◆ **DATASET**
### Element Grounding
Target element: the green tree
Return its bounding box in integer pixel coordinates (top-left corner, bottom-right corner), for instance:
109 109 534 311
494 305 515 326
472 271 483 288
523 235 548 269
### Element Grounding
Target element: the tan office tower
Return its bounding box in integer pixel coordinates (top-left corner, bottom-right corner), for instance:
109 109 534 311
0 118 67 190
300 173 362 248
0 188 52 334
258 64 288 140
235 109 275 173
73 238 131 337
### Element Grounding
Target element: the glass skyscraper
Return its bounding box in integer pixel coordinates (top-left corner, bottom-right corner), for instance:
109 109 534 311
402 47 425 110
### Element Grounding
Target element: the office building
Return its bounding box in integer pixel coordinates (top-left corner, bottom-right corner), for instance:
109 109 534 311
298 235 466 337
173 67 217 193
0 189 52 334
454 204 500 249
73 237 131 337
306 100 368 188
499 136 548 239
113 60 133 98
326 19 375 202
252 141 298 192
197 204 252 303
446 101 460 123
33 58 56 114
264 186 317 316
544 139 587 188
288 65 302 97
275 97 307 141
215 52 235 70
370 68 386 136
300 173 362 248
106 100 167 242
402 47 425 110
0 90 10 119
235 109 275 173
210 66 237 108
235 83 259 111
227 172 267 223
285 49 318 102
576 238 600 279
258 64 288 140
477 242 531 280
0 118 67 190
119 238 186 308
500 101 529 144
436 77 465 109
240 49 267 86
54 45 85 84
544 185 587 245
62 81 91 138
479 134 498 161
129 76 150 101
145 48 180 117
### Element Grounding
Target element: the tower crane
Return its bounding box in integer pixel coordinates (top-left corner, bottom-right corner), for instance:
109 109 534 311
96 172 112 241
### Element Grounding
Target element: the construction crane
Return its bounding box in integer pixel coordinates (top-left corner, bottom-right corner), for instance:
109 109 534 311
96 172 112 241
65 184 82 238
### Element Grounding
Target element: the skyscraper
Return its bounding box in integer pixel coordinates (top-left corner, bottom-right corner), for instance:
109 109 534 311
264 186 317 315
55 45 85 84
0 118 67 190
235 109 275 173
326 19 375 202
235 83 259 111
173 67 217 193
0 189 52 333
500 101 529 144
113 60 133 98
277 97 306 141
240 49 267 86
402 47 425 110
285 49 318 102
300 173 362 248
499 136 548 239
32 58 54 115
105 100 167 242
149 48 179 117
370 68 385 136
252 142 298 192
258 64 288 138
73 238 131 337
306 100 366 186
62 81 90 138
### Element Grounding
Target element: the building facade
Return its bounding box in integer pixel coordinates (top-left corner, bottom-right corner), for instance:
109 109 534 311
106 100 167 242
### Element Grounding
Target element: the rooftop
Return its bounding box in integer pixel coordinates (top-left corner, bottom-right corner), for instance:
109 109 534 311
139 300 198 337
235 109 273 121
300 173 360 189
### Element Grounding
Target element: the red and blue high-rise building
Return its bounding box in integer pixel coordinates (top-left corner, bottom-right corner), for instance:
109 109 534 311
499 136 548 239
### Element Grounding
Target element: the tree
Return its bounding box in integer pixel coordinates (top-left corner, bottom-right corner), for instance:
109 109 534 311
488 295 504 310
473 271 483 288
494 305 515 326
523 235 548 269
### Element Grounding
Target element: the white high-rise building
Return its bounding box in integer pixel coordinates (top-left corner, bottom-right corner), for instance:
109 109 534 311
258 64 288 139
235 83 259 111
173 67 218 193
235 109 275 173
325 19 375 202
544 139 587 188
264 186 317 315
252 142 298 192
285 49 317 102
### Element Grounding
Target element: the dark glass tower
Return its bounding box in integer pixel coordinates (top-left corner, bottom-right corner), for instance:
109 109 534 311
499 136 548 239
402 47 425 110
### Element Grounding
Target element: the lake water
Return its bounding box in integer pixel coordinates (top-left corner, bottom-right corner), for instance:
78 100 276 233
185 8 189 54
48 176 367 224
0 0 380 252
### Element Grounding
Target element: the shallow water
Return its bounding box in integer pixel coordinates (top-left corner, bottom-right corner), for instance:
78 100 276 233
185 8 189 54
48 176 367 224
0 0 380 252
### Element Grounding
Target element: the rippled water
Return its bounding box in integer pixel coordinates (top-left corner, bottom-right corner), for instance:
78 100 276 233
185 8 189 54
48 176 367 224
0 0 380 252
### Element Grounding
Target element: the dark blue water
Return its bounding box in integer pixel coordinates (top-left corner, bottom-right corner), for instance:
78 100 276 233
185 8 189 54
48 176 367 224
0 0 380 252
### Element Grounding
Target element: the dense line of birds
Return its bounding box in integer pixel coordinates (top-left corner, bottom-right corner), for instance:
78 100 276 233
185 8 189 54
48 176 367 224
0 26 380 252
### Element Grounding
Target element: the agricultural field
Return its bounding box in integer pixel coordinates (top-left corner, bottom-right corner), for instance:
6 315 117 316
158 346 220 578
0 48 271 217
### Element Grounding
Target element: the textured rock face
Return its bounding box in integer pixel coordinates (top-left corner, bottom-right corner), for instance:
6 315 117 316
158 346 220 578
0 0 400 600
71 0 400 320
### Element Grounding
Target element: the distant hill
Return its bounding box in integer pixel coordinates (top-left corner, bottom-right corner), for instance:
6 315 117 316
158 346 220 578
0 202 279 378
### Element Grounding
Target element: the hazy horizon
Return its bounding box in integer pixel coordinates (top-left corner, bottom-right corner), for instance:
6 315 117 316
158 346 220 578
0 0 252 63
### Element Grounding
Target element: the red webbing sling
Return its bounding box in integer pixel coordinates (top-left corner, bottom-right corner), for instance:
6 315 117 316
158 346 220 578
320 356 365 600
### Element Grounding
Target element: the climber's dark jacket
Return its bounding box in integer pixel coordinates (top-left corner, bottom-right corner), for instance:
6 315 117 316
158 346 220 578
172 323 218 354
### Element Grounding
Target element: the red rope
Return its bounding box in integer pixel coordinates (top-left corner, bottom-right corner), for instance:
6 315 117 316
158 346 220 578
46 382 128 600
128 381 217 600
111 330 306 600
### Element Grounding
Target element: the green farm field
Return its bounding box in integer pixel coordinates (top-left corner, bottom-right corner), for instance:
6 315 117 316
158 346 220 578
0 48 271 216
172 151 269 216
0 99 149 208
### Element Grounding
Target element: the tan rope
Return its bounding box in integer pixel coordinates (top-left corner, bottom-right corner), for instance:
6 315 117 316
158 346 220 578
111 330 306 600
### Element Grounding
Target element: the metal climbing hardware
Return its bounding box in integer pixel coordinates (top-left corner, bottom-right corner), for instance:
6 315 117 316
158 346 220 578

◆ **THE TASK**
Reproduce every row above word for word, keeping each line and its numbers unchanged.

◆ **COMPLETED TASK**
### Element Grounding
Target element: the green tree
Return its bounding box in integer pixel coordinates (top-left corner, bottom-right corner), for instance:
109 109 534 311
494 305 515 326
472 271 483 288
523 235 548 269
### Element Grounding
Target element: the tan office tower
Return its bounding box in integer pixel coordinates (top-left corner, bottom-right corner), for instance:
109 109 534 311
0 118 67 190
300 173 362 248
0 188 52 334
258 64 288 140
235 109 275 173
73 238 131 337
### Element Grounding
Target element: the glass skyscraper
Return its bounding box in integer pixel coordinates (top-left corner, bottom-right corner), for instance:
109 109 534 311
402 47 425 110
### Element Grounding
Target element: the office building
Return its bounding box in integer pixel coordinates (top-left corner, bottom-right corner), for instance:
109 109 534 311
298 235 466 337
173 67 217 193
0 189 52 334
454 204 500 249
73 237 131 337
306 100 368 188
499 136 548 239
113 60 133 98
326 19 375 202
252 141 298 192
197 204 252 303
446 101 460 123
33 58 56 114
264 186 317 316
544 139 587 188
288 65 302 97
275 97 307 141
215 52 235 70
370 68 386 136
300 173 362 248
106 100 167 242
402 47 425 110
0 90 10 119
235 109 275 173
210 66 237 108
235 83 259 111
227 172 267 223
285 49 318 102
576 238 600 279
258 64 288 140
477 242 531 280
0 118 67 190
119 238 186 308
500 101 529 144
436 77 465 109
240 49 267 86
54 45 85 84
544 185 587 245
62 81 91 138
479 134 498 161
129 76 150 101
145 48 180 117
### Element Grounding
Target element: the tower crane
Return its bounding box in integer pixel coordinates (top-left corner, bottom-right corner), for instance:
109 109 534 311
96 172 112 241
### Element Grounding
Target element: the construction crane
Return its bounding box in integer pixel coordinates (top-left corner, bottom-right corner), for instance:
109 109 534 311
96 172 112 241
65 184 82 238
### Element Grounding
Target element: the skyscraper
Return its bounding box in integer pixel coordinates (top-left corner, bottom-right corner), for instance:
109 109 534 311
264 186 317 315
55 45 85 84
0 118 67 190
235 109 275 173
326 19 375 202
235 83 259 111
173 67 217 193
0 189 52 333
500 101 529 144
113 60 133 98
277 97 306 141
240 49 267 86
402 47 425 110
285 49 318 102
300 173 362 248
499 136 548 239
32 58 54 115
105 100 167 242
149 48 179 117
370 68 385 136
252 142 298 192
258 64 288 138
73 238 131 337
306 100 366 186
62 81 90 138
### Element Grounding
Target element: the building facade
Return its bounding box in integer pixel coordinates (top-left corner, bottom-right corner), for instance:
109 109 534 311
106 100 167 242
### Element Grounding
Target element: the rooftop
Return its bounding box in integer pixel coordinates (top-left corner, bottom-right corner), for instance:
109 109 534 311
139 300 198 337
235 109 273 121
300 173 360 189
### Element Grounding
Target element: the red and blue high-rise building
Return its bounding box in integer pixel coordinates (top-left corner, bottom-right corner), for instance:
109 109 534 311
499 136 548 239
### Element Grounding
Target element: the tree
Return its bounding box in integer pixel coordinates (top-left corner, bottom-right corner), for instance:
109 109 534 311
488 295 504 310
473 271 483 288
494 305 515 326
523 235 548 269
### Element Grounding
Target element: the white high-rise building
Return its bounding box in integer pixel coordinates (top-left corner, bottom-right corner), for instance:
109 109 534 311
258 64 288 139
235 83 259 111
173 67 218 193
235 109 275 173
325 19 375 202
544 139 587 188
264 186 317 315
252 142 298 192
285 49 317 102
### Element Grounding
Target element: the dark glass tower
Return its bounding box in integer pixel coordinates (top-left corner, bottom-right corner), for instance:
109 109 534 311
499 136 548 239
402 47 425 110
### Element Grounding
Target element: the lake water
Return its bounding box in integer pixel coordinates (top-left corner, bottom-right corner), for instance:
78 100 276 233
185 8 189 54
48 176 367 224
0 0 380 252
### Element Grounding
Target element: the shallow water
Return its bounding box in integer pixel coordinates (top-left corner, bottom-right corner), for instance:
78 100 276 233
185 8 189 54
48 176 367 224
0 0 380 252
### Element Grounding
Target element: the rippled water
Return its bounding box in integer pixel coordinates (top-left corner, bottom-right corner), for instance:
78 100 276 233
185 8 189 54
48 176 367 224
0 0 380 252
### Element Grounding
Target element: the dark blue water
Return its bounding box in integer pixel coordinates (top-left corner, bottom-right corner), for instance:
78 100 276 233
185 8 189 54
48 176 367 224
0 0 380 252
### Element Grounding
Target element: the dense line of birds
Return its bounding box in integer pixel coordinates (top-left corner, bottom-right corner), for instance:
78 100 276 233
185 8 189 54
48 176 367 224
0 26 380 252
### Element Grounding
Target element: the agricultural field
Return its bounding box in integer pixel coordinates (top-left corner, bottom-right corner), for instance:
6 315 117 316
158 346 220 578
0 48 271 217
### Element Grounding
Target element: the textured rock face
Return its bounding box in integer pixel coordinates (top-left corner, bottom-right corner), for instance:
6 315 117 316
158 346 220 578
0 0 400 600
71 0 400 320
### Element Grounding
Target element: the distant hill
Return its bounding box in integer pixel coordinates (top-left corner, bottom-right corner), for instance:
6 315 117 316
158 346 220 578
0 202 279 378
### Element Grounding
Target element: the hazy horizon
Return its bounding box in integer pixel coordinates (top-left corner, bottom-right corner), for instance:
6 315 117 316
158 346 220 578
0 0 252 63
### Element Grounding
Target element: the red webbing sling
Return its bounding box in integer pixel coordinates (top-left corner, bottom-right corner), for instance:
6 315 117 316
158 346 220 578
320 356 365 600
### Element Grounding
Target element: the climber's dark jacket
Return its bounding box in integer pixel coordinates (top-left corner, bottom-right corner), for instance:
6 315 117 316
158 346 220 578
172 323 218 354
### Element Grounding
Target element: the red rope
Return its bounding box in integer pixel coordinates (top-left corner, bottom-right corner), for instance:
6 315 117 316
158 346 220 578
46 382 128 600
128 381 217 600
111 330 306 600
### Element Grounding
Target element: the green farm field
Return its bounding box in integer pixel coordinates (top-left corner, bottom-right corner), for instance:
6 315 117 316
158 346 220 578
0 48 271 216
172 151 269 216
0 99 149 208
### Element Grounding
Target element: the tan rope
Return its bounding box in integer pixel coordinates (top-left corner, bottom-right corner), for instance:
6 315 117 316
158 346 220 578
111 330 306 600
### Element Grounding
Target element: the metal climbing hardware
Return its bounding box in integer pixel coordinates (top-left corner, bottom-right corner), for instance:
6 315 117 316
158 346 220 578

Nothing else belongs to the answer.